2021年4月20日火曜日

「生命(いのち)の安全教育」とユネスコ『国際セクシュアリティ教育ガイダンス』(比較)

文科省などは、「性暴力の防止」を目的に、幼児期から大学生以上までの発達段階に応じた教材を、初めて作成した。

性教育のあり方についての世界標準といえば、 ユネスコが発行する『国際セクシュアリティ教育ガイダンス』(2018年改訂)である。この国際ガイダンスと比較して、日本の「生命(いのち)の安全教育」はどのようなものだろうか。<幼児期・小学生>と<中学・高校生>の各段階でみてみよう。

<幼児期・小学生>
国際ガイダンスは、 新たに対応すべき重要課題の1つとして「情報通信技術(ICTs)の安全な使い方」を挙げる。早くも5歳から、インターネットやソーシャルメディアについて、利点や危険性を学ばせることを推奨している。

一方、生命(いのち)の安全教育が「SNS利用の注意点」について取り上げるのは、小学校高学年向けの教材からである。SNS絡みで犯罪被害にあう小学生の数が過去最多を更新している現状(警察庁調査)を鑑みれば、もう少し早めていいのではないか。

<中学・高校生>
生命(いのち)の安全教育は、中学生以上向けには「デートDV」や「性暴力」の問題も盛り込んでいる。これらの点については国際ガイダンスも、中学生向けに「望まない性的扱われ方」、高校生向けに「暴力的、または性的同意のない行為」の問題を理解させるよう促している。

- 項目一覧:
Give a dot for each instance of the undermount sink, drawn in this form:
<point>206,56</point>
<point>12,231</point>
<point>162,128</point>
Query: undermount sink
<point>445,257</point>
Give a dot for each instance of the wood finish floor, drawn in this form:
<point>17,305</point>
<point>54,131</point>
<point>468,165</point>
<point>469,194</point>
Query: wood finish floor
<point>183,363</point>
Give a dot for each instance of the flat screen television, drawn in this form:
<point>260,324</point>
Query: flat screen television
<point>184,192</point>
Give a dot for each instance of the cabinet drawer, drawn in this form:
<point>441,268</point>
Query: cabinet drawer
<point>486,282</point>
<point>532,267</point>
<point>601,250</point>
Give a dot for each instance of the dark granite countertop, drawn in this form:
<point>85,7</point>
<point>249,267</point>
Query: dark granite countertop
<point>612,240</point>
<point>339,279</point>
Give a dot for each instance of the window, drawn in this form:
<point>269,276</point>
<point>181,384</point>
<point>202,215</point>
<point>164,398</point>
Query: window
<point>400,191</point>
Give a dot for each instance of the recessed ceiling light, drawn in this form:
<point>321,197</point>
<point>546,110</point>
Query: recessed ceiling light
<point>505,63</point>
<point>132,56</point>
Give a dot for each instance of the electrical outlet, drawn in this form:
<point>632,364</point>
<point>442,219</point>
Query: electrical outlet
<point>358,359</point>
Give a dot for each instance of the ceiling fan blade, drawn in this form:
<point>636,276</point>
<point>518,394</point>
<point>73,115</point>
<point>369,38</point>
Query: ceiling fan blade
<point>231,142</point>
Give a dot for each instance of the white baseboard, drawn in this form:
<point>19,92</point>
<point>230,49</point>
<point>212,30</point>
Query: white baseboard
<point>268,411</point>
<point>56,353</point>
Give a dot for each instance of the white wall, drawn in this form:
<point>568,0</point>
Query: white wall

- 作業指示: 出典の全文を、一字も変えずにそのまま書き写してください。 出典の本文だけを根拠にすること。

- 記述解答:
2021年4月20日火曜日

「生命(いのち)の安全教育」とユネスコ『国際セクシュアリティ教育ガイダンス』(比較)

文科省などは、「性暴力の防止」を目的に、幼児期から大学生以上までの発達段階に応じた教材を、初めて作成した。

性教育のあり方についての世界標準といえば、 ユネスコが発行する『国際セクシュアリティ教育ガイダンス』(2018年改訂)である。この国際ガイダンスと比較して、日本の「生命(いのち)の安全教育」はどのようなものだろうか。<幼児期・小学生>と<中学・高校生>の各段階でみてみよう。

<幼児期・小学生>
国際ガイダンスは、 新たに対応すべき重要課題の1つとして「情報通信技術(ICTs)の安全な使い方」を挙げる。早くも5歳から、インターネットやソーシャルメディアについて、利点や危険性を学ばせることを推奨している。

一方、生命(いのち)の安全教育が「SNS利用の注意点」について取り上げるのは、小学校高学年向けの教材からである。SNS絡みで犯罪被害にあう小学生の数が過去最多を更新している現状(警察庁調査)を鑑みれば、もう少し早めていいのではないか。

<中学・高校生>
生命(いのち)の安全教育は、中学生以上向けには「デートDV」や「性暴力」の問題も盛り込んでいる。これらの点については国際ガイダンスも、中学生向けに「望まない性的扱われ方」、高校生向けに「暴力的、または性的同意のない行為」の問題を理解させるよう促している。